** Task item **
Across the entries below, determine how many lines include the word "quay". State only the resulting number.

** Exercise data **
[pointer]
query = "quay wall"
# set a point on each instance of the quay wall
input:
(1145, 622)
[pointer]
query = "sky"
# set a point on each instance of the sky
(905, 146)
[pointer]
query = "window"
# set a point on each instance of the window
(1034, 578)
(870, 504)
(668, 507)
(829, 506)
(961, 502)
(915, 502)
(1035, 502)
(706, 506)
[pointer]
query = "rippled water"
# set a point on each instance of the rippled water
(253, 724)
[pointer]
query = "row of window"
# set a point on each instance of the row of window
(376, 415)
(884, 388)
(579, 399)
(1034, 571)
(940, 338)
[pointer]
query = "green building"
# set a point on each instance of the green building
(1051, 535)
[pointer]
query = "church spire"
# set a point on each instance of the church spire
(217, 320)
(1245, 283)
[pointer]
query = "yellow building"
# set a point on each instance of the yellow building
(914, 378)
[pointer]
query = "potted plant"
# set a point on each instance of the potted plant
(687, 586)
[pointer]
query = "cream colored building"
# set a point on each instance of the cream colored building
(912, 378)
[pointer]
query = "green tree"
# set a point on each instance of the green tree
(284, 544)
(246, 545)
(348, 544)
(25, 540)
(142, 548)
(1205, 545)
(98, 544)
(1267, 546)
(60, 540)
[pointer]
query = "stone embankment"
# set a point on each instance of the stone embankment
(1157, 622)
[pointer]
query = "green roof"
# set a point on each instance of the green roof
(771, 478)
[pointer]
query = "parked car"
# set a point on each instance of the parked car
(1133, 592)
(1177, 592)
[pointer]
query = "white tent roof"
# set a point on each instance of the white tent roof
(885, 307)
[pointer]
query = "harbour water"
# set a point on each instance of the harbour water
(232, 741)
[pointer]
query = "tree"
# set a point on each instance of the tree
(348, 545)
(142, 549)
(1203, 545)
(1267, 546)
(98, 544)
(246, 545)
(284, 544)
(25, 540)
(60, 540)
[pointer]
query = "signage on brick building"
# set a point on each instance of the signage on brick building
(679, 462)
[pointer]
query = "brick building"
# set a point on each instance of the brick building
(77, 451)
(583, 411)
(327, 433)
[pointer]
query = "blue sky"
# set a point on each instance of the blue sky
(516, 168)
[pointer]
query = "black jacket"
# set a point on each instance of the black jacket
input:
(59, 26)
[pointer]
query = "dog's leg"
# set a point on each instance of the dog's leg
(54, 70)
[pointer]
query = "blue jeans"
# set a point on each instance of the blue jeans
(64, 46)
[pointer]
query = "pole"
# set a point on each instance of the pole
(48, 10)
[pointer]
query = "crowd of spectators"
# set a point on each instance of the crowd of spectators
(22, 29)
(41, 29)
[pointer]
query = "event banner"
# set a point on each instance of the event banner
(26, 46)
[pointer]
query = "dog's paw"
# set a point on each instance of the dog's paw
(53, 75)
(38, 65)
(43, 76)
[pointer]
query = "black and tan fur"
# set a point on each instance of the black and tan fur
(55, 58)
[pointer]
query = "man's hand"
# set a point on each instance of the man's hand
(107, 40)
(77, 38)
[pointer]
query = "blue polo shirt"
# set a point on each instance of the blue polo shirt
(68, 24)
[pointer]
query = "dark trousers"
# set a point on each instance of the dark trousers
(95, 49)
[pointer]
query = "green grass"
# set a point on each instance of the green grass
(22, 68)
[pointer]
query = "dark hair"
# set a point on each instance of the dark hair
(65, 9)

---

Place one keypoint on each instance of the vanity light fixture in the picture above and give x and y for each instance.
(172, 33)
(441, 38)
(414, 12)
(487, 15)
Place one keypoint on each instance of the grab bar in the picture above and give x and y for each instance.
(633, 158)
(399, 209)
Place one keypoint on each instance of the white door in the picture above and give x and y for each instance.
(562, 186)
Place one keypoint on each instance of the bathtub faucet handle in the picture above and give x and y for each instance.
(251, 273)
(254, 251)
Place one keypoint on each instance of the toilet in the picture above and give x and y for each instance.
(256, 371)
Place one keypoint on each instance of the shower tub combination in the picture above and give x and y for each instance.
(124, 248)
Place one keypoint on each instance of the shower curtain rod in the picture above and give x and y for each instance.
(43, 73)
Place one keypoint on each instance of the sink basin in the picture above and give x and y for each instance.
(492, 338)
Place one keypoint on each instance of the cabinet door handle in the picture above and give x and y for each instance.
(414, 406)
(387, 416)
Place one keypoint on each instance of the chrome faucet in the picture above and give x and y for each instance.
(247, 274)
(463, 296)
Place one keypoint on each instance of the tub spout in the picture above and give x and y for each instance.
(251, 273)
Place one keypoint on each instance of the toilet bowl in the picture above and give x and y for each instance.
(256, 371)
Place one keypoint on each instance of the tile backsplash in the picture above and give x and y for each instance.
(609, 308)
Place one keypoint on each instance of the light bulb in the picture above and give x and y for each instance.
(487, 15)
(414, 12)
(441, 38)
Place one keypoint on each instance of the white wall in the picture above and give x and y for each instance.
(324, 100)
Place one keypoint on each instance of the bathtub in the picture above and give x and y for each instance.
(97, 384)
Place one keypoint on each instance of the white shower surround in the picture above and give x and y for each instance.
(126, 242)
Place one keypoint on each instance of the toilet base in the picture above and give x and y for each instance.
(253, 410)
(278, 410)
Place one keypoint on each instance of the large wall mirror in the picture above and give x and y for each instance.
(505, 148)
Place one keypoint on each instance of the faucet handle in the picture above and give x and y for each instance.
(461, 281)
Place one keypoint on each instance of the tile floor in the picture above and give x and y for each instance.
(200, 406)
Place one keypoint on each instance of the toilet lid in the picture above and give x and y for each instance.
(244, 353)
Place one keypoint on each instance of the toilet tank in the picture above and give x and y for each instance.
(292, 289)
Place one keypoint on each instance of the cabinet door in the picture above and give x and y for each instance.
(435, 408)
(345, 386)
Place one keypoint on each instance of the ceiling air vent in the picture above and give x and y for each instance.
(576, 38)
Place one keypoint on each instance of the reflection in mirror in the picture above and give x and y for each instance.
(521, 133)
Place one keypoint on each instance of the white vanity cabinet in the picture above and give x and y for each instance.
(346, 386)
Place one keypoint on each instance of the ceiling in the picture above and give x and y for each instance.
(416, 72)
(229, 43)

** Solution for this exercise **
2